• Aim:
Copy the rows from the line with "else: point(809, 644)." up to and including the line with "point(162, 165)", requests included. Reduce both coordinates of every answer point by 150, and leave the sample point inside each request unchanged.
***
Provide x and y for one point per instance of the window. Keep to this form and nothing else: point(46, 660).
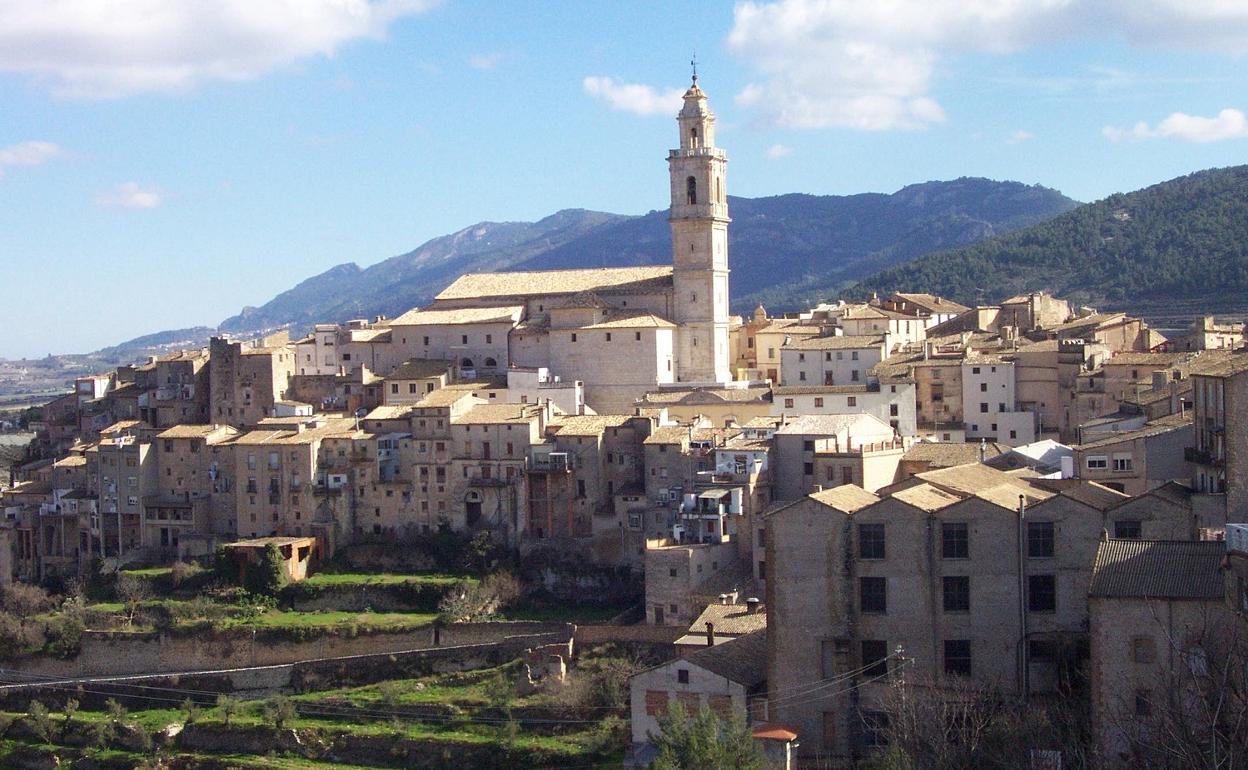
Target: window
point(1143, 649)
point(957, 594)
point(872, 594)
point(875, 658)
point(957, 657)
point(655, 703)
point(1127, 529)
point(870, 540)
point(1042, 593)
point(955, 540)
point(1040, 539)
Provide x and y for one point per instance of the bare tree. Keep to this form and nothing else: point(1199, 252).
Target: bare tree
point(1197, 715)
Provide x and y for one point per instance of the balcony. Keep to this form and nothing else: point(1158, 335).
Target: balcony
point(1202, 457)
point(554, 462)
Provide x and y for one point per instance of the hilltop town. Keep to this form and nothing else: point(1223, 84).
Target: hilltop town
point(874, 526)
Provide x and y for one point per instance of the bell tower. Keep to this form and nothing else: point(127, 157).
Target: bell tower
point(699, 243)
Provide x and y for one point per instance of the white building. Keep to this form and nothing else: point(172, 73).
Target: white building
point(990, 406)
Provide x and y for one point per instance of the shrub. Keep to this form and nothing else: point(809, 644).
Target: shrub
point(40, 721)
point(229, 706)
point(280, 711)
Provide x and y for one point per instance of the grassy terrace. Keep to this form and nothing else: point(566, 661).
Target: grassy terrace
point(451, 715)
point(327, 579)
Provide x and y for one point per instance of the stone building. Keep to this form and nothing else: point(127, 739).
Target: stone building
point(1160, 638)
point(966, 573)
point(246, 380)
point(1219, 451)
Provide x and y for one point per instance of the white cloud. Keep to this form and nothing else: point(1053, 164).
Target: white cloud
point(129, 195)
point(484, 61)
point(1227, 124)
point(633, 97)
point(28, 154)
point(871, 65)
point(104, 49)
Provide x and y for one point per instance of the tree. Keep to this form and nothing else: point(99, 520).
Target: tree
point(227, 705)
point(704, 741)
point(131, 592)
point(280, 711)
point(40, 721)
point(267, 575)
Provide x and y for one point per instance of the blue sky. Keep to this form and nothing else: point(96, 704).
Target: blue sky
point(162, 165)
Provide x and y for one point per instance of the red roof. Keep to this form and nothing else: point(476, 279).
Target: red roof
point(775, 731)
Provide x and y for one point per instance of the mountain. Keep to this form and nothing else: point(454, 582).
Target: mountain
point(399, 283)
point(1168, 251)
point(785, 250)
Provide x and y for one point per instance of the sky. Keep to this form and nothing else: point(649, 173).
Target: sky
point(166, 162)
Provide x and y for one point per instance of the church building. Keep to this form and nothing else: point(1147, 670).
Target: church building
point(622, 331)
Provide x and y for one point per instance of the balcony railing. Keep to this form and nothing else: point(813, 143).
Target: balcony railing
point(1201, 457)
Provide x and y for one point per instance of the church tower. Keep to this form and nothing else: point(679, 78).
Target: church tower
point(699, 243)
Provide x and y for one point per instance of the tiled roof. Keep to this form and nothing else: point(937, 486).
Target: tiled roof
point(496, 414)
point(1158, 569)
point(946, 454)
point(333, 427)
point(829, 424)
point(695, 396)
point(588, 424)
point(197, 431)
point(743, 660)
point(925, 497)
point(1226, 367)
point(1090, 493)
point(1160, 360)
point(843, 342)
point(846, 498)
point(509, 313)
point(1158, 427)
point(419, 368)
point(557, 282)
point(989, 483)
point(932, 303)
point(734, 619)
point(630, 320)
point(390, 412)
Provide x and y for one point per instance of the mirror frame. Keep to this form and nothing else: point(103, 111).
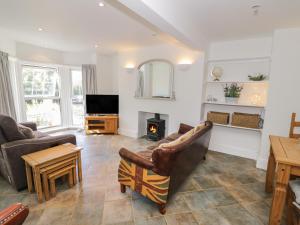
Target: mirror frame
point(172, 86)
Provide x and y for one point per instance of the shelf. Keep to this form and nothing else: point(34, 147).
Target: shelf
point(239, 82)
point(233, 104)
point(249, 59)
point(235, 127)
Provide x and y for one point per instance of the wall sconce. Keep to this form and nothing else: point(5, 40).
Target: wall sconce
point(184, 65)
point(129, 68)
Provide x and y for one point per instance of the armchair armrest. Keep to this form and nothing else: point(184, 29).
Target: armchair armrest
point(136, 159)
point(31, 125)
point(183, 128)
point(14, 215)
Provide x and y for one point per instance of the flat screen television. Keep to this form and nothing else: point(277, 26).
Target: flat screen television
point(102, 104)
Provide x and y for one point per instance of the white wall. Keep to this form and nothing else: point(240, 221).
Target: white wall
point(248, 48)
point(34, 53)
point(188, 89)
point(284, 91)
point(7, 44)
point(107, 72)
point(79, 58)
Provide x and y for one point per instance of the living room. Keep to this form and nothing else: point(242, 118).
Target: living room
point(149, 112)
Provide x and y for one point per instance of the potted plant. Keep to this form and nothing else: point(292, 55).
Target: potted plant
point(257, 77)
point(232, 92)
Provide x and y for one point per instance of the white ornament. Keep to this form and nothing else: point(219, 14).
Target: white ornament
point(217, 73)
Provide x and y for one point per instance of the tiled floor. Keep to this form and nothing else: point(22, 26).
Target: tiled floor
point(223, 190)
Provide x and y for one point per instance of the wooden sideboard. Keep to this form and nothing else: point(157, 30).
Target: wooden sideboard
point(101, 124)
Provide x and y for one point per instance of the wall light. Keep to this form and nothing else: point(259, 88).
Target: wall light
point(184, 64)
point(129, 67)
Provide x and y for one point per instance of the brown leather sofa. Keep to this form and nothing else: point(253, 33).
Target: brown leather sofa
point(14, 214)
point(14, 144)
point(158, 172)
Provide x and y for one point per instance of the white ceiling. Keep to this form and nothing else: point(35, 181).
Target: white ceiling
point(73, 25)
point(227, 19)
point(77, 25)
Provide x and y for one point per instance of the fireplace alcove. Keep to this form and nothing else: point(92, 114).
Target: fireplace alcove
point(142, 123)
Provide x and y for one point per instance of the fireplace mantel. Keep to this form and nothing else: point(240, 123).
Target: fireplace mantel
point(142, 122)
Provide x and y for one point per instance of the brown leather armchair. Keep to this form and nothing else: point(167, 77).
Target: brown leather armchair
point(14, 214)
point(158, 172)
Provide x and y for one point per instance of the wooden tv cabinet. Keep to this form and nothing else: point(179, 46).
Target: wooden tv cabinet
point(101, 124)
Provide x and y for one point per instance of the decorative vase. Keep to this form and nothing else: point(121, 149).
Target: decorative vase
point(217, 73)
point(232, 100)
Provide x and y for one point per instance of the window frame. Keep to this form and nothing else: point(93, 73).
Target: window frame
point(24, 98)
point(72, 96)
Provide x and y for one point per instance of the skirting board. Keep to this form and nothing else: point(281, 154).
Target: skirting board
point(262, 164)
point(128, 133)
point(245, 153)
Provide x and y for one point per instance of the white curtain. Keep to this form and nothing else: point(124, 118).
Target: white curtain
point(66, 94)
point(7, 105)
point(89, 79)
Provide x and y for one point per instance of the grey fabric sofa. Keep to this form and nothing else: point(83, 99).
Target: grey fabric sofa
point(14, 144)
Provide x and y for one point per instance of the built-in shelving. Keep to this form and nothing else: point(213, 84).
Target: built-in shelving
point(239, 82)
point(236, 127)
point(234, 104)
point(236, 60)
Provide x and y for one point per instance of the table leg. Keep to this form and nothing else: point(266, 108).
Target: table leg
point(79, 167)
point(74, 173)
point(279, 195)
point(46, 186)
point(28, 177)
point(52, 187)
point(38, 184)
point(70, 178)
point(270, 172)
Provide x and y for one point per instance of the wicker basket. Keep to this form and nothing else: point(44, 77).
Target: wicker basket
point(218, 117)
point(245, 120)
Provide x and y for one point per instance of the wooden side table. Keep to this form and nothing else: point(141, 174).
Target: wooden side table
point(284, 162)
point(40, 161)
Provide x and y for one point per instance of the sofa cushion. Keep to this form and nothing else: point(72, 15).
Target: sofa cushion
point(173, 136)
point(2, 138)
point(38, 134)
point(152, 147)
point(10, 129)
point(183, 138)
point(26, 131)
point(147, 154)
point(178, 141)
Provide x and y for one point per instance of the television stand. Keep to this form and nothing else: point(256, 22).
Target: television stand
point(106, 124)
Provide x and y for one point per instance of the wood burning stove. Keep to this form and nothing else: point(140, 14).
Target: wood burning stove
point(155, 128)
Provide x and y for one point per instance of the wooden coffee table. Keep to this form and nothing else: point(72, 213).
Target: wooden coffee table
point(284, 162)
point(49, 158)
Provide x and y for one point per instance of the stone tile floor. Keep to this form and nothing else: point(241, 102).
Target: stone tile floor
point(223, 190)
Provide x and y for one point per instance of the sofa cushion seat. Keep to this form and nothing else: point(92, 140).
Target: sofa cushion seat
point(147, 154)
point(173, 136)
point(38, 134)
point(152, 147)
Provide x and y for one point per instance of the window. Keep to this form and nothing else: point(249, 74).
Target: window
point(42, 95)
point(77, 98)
***
• Reply:
Provide x and y for one point per instance of the shrub. Keep to this form and nothing else: point(809, 644).
Target: shrub
point(-110, 571)
point(79, 556)
point(130, 561)
Provide x and y for one point per instance of the grassy terrace. Keep to this form and nothing else: point(566, 661).
Target: grassy terrace
point(301, 565)
point(177, 429)
Provide x and y for one point per instance of the stone building. Keep to this form and nothing else: point(127, 739).
Target: stone building
point(1010, 488)
point(816, 423)
point(96, 230)
point(1069, 301)
Provide x and y for one point per instance of the white cloud. Keep to this form and nothing else: point(1053, 164).
Target: white cloud
point(-21, 45)
point(334, -89)
point(1077, -26)
point(483, -53)
point(-122, 4)
point(721, -85)
point(-46, -101)
Provide x and y for one point per instance of the tree. Keep to this form and nothing else: point(99, 520).
Target: tree
point(77, 555)
point(554, 591)
point(-19, 442)
point(130, 561)
point(-110, 571)
point(117, 425)
Provide x and y for one point per instance of the blue sky. Keep to this form and nothing else: point(96, 704).
Target: blue sky
point(12, 15)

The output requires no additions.